### Required work
1 - In the article on natural horsemanship, during what part of the year does Buck Brannaman travel the country teaching clinics?
2 - Reproduce word for word the part of the article on natural horsemanship that opens with the words containing "Warwick Schiller and" and closes with "science to it.".

### Extract
The natural horsemanship movement is not a museum piece. It is a living tradition, and the horsemen who carry it forward keep shaping where it goes. Three of the most recognizable names in that world have each set a distinct course for 2026, and taken together they show the range of what natural horsemanship has become: a direct inheritance of the old masters, a turn toward the science of attention and the nervous system, and a formal school built to teach method at scale.
Buck Brannaman Keeps the Road
Buck Brannaman remains the most direct living link to the founders of this approach. A student of Ray Hunt and the Dorrance brothers, and the subject of the documentary that introduced many people to the tradition, he continues to do the thing he has always done: travel the country teaching clinics, spring through late fall. His 2026 schedule again runs across many states and includes international dates. There is no reinvention here, and that is the point. Brannaman's contribution is continuity, carrying the feel-based, horse-first method forward largely unchanged, so that riders can learn it close to the source. For anyone serious about this tradition, a Brannaman clinic remains a touchstone.
Warwick Schiller and the Inner Ride
Warwick Schiller has taken a different road. Once known for conventional performance-horse training, he became one of the most-followed voices in horsemanship by turning toward what he calls attunement, the quality of presence and connection between horse and human. His widely heard podcast and his gatherings have increasingly moved from large conference-style events toward intimate retreats at his California ranch, where sessions draw on neuroscience and nervous-system regulation as much as on rope and saddle. Some traditionalists raise an eyebrow at the language. But the underlying claim, that the horse responds to the rider's internal state, is something every good horseman has always known in the body, and Schiller is putting words and science to it.

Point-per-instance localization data
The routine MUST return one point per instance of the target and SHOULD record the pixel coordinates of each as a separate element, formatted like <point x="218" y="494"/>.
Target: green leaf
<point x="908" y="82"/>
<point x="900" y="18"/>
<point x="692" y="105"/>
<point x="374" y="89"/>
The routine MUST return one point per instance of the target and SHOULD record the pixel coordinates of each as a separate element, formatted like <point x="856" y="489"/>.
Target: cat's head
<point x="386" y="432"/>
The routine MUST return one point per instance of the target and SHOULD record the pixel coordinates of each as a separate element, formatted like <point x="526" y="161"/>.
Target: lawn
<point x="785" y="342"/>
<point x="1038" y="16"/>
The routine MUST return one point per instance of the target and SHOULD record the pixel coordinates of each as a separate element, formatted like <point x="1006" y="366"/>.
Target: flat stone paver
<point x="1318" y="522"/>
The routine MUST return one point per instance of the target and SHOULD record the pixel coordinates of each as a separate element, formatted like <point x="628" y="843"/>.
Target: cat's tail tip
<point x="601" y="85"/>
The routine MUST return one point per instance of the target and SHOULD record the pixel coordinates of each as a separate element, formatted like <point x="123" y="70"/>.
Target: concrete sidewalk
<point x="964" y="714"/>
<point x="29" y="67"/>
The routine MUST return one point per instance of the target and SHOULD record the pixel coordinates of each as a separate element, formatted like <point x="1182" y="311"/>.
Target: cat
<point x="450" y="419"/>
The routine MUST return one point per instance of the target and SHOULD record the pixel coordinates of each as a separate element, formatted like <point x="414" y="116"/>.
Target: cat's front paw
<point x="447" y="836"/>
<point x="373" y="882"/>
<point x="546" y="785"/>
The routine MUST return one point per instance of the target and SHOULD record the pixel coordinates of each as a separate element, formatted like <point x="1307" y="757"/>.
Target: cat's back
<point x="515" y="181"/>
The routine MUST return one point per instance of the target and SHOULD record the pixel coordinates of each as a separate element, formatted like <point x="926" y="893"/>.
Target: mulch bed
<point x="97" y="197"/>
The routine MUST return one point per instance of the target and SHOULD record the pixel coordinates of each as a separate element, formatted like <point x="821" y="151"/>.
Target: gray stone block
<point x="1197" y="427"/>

### Your responses
1 - He teaches clinics from spring through late fall.

2 -
Warwick Schiller and the Inner Ride
Warwick Schiller has taken a different road. Once known for conventional performance-horse training, he became one of the most-followed voices in horsemanship by turning toward what he calls attunement, the quality of presence and connection between horse and human. His widely heard podcast and his gatherings have increasingly moved from large conference-style events toward intimate retreats at his California ranch, where sessions draw on neuroscience and nervous-system regulation as much as on rope and saddle. Some traditionalists raise an eyebrow at the language. But the underlying claim, that the horse responds to the rider's internal state, is something every good horseman has always known in the body, and Schiller is putting words and science to it.